## Objective
Make an exact copy of the listing below.

## Extracted records
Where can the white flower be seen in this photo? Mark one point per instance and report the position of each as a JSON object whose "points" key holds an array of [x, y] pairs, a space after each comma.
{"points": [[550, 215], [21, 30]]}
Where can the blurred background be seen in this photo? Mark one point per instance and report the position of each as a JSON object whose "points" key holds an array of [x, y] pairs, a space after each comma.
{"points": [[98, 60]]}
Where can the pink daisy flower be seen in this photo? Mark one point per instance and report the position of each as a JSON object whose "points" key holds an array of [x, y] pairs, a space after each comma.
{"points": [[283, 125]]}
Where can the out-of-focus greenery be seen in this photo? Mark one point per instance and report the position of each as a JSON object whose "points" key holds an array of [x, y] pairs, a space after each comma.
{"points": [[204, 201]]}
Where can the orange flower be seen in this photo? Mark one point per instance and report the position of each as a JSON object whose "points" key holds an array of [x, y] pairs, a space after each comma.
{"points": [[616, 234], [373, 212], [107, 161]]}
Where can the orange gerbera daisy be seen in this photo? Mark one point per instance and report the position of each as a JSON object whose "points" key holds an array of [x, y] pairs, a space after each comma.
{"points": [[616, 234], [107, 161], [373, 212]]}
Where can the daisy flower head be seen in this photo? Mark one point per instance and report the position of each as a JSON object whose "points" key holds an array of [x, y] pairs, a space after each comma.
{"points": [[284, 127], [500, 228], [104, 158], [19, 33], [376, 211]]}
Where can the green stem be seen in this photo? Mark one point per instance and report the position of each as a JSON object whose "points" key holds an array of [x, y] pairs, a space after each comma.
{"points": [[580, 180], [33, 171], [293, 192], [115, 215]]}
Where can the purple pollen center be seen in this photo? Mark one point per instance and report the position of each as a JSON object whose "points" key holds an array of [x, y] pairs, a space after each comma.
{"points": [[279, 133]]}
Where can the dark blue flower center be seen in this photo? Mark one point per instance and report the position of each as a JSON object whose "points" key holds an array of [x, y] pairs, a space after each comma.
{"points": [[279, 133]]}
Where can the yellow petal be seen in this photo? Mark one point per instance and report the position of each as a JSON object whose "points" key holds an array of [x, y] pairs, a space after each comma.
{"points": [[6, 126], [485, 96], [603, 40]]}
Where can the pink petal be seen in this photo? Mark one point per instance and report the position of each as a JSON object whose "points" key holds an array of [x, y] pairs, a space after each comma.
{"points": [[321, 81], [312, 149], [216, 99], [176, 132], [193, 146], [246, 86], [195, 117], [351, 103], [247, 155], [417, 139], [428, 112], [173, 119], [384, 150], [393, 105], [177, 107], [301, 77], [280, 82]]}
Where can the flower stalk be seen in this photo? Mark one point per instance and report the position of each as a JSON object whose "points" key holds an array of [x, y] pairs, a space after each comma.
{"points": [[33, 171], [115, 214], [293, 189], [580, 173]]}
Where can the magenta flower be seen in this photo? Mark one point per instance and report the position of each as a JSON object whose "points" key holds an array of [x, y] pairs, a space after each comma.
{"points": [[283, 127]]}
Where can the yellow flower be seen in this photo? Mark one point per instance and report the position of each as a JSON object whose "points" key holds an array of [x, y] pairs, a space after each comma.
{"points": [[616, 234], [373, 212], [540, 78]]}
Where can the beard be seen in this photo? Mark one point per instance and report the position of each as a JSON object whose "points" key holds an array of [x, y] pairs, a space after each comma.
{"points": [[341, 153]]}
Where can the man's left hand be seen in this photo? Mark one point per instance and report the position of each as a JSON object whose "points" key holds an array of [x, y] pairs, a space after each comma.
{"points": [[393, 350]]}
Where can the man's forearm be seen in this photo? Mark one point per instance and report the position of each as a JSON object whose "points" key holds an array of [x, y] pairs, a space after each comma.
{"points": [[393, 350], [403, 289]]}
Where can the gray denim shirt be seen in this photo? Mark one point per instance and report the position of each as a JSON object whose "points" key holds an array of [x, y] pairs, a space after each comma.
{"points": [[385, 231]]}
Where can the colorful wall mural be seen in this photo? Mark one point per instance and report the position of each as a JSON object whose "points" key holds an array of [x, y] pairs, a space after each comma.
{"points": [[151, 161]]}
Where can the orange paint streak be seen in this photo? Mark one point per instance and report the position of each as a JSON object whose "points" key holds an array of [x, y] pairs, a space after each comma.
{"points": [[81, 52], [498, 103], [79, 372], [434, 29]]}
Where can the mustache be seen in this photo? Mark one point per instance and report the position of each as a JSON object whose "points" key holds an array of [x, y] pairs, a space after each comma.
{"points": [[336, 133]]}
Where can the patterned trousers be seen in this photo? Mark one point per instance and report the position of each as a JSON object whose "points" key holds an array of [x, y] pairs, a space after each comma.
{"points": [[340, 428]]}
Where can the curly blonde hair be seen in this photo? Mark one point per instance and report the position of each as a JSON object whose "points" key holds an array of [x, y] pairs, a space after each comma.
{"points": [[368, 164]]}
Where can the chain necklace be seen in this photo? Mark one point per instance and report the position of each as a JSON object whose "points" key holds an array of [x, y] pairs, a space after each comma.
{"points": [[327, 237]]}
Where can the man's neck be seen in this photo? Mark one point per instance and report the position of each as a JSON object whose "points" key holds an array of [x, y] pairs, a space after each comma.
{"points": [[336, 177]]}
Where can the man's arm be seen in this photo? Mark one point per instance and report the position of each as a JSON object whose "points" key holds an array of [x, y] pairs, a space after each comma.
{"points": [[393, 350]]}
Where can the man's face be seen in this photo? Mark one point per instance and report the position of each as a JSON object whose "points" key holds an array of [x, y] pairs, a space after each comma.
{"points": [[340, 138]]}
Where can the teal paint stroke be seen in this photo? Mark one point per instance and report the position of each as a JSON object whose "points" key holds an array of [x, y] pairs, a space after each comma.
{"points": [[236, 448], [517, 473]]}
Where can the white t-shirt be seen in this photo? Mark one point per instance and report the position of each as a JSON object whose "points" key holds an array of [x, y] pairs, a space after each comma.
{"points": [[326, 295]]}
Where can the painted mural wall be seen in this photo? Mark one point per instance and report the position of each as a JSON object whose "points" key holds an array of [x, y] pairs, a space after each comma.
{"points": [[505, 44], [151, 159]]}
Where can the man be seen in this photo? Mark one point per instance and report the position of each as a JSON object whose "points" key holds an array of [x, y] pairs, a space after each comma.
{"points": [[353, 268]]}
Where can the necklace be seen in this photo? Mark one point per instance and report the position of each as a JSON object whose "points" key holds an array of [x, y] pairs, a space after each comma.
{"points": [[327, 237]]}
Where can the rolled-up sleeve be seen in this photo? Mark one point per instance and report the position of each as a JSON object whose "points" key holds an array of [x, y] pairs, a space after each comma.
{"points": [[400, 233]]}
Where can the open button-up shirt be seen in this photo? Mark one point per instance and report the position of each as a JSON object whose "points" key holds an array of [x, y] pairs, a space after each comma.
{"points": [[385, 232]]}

## Response to the exercise
Where can the white flower be seen in this photo? Mark one point per instance and report the position of each as a JSON object whose "points" key holds an array of [x, y] pairs, a space after each comma.
{"points": [[550, 215], [21, 30]]}
Where can the blurred background be seen in this photo? Mark one point per instance and report the position of each as a JSON object whose "points" key holds an array of [x, y] pairs, a space after each comma.
{"points": [[98, 60]]}
Where can the pink daisy flower be seen in this photo? Mark one point per instance and report the position of each as a JSON object whose "points" key holds an array of [x, y] pairs, a space after each comma.
{"points": [[283, 125]]}
Where can the out-of-focus greenery be seen in this photo? Mark one point per instance and report the position of each as a JSON object whose "points" key holds an array of [x, y] pairs, a space after each comma.
{"points": [[204, 201]]}
Where can the orange flower be seen in this photo? Mark one point per instance and report the position of each as a JSON object whose "points" key holds an array of [x, y] pairs, a space after each comma.
{"points": [[616, 234], [373, 212], [107, 161]]}
Where can the orange gerbera daisy be seen in this photo? Mark one point per instance and report the position of each as a JSON object whose "points" key holds an array of [x, y] pairs, a space after each comma.
{"points": [[616, 234], [107, 161], [373, 212]]}
Where can the daisy flower head be seen in this photo? Mark one point per instance and report the position of each as a JSON object whose "points" key holds an array of [x, y] pairs, a space after each comma.
{"points": [[284, 127], [500, 228], [104, 158], [19, 33], [376, 211]]}
Where can the green stem be seen in this photo? Mark one point per instance and report the position of each as a JSON object whose "points" key holds an array of [x, y] pairs, a space after each comma.
{"points": [[580, 180], [33, 171], [293, 192], [115, 215]]}
Where can the purple pollen center be seen in this photo? Mark one point per instance and report the position of each as a JSON object whose "points" key holds an array of [x, y] pairs, a space after each comma.
{"points": [[279, 133]]}
Where can the dark blue flower center be seen in this photo? Mark one point per instance and report the position of each as a JSON object whose "points" key holds an array of [x, y] pairs, a space after each comma.
{"points": [[279, 133]]}
Where can the yellow petal be seen in this photo? Mark one point per instance and report the position of each as a JSON object whose "points" key holds an array of [x, y] pairs, a space after each comma.
{"points": [[6, 126], [485, 96], [603, 40]]}
Where can the pink petal be seen in this photo? Mark one point per instance and report the position of each as a JSON object whose "points" key holds an array of [x, y] pairs, a space after each comma.
{"points": [[321, 81], [312, 149], [216, 99], [176, 132], [193, 146], [246, 86], [195, 117], [351, 103], [247, 155], [417, 139], [428, 112], [173, 119], [384, 150], [393, 105], [177, 107], [301, 77], [280, 82]]}
Where can the flower stalk be seen in this photo? Mark one point per instance and report the position of each as a JSON object whose "points" key holds an array of [x, y] pairs, a space after each comma.
{"points": [[33, 171], [115, 214], [293, 189], [580, 173]]}
Where can the magenta flower be seen in this photo? Mark one point per instance and report the position of each as a JSON object whose "points" key holds an array of [x, y] pairs, a space after each comma.
{"points": [[283, 127]]}
Where can the yellow flower be seen in this photo? Mark one point per instance and report the position of each as a JSON object whose "points" key holds an array of [x, y] pairs, a space after each comma.
{"points": [[616, 234], [373, 212], [540, 78]]}
Where can the beard be seen in this photo? Mark one point per instance and report the position of each as a JSON object whose "points" key holds an array of [x, y] pairs, a space after each comma.
{"points": [[341, 153]]}
Where can the man's left hand be seen in this photo? Mark one point per instance and report the position of each as a JSON object whose "points" key holds an array of [x, y] pairs, a space after each comma.
{"points": [[393, 350]]}
Where can the man's forearm be seen in this photo? Mark one point per instance and report the position of each as a JSON object whose "points" key holds an array of [x, y] pairs, a space after each comma.
{"points": [[393, 350], [403, 289]]}
Where can the gray denim shirt be seen in this photo? Mark one point per instance and report the position of each as a JSON object whose "points" key holds an array of [x, y] pairs, a space after each comma.
{"points": [[385, 231]]}
Where can the colorful wall mural be seen in this photo? Mark one point per instance and report the position of each as a JSON object whose "points" key holds an array of [x, y] pairs, a space after each comma.
{"points": [[151, 161]]}
Where can the orange paint streak be seen in this photo? Mark one point per instance and report the position of each as a JSON object whose "points" key holds an array of [x, y] pairs, a space after each comma.
{"points": [[81, 52], [498, 103], [79, 372], [434, 29]]}
Where can the mustache be seen in this photo? Mark one point per instance and report the position of each as a JSON object whose "points" key holds an array of [x, y] pairs, a space after each comma.
{"points": [[336, 133]]}
Where can the patterned trousers be seen in this photo? Mark one point per instance and report the position of each as a JSON object whose "points" key holds an array of [x, y] pairs, a space after each comma.
{"points": [[340, 428]]}
Where can the curly blonde hair be seen in this photo? Mark one point per instance and report the position of each as a JSON object whose "points" key holds an array of [x, y] pairs, a space after each comma.
{"points": [[368, 164]]}
Where can the chain necklace be seen in this photo? Mark one point per instance and report the position of each as a JSON object whose "points" key holds an array of [x, y] pairs, a space after each comma.
{"points": [[327, 237]]}
Where can the man's neck be seen in this photo? Mark one point per instance and report the position of each as a JSON object whose "points" key holds an array of [x, y] pairs, a space after each comma.
{"points": [[336, 177]]}
Where can the man's arm be seen in this photo? Mark one point per instance and report the position of each as a JSON object whose "points" key holds an array of [x, y] pairs, a space after each comma.
{"points": [[393, 350]]}
Where can the man's face be seen in this photo? Mark one point per instance and report the position of each as a JSON object whose "points" key holds an array of [x, y] pairs, a space after each comma.
{"points": [[340, 138]]}
Where can the teal paint stroke be seen in this photo? Mark one point per instance and report the position of each as a JSON object whose "points" key holds an array of [x, y] pairs, a space after each comma.
{"points": [[236, 448], [517, 473]]}
Where can the white t-shirt be seen in this photo? Mark one point per instance and report the position of each as a JSON object whose "points" key holds an array of [x, y] pairs, a space after each comma.
{"points": [[326, 295]]}
Where can the painted mural wall be seen in this photo? Mark one point per instance and report the position of each as a JSON object whose "points" key holds an array of [x, y] pairs, a space after each comma.
{"points": [[505, 44], [151, 159]]}
Where can the man be seen in this photo? Mark one point per instance and report the position of each as a JSON object whose "points" key holds an array of [x, y] pairs, a space after each comma.
{"points": [[353, 268]]}
Where can the necklace be seen in this photo? Mark one point per instance and report the position of each as a JSON object whose "points" key holds an array of [x, y] pairs, a space after each comma.
{"points": [[327, 237]]}
Where can the rolled-up sleeve be seen in this photo? Mark one point per instance and report the position of each as a JSON object whose "points" key holds an array of [x, y] pairs, a space after each comma.
{"points": [[400, 233]]}
Where can the open button-up shirt be seen in this photo? Mark one point per instance and report the position of each as a JSON object whose "points" key holds an array of [x, y] pairs, a space after each comma.
{"points": [[385, 232]]}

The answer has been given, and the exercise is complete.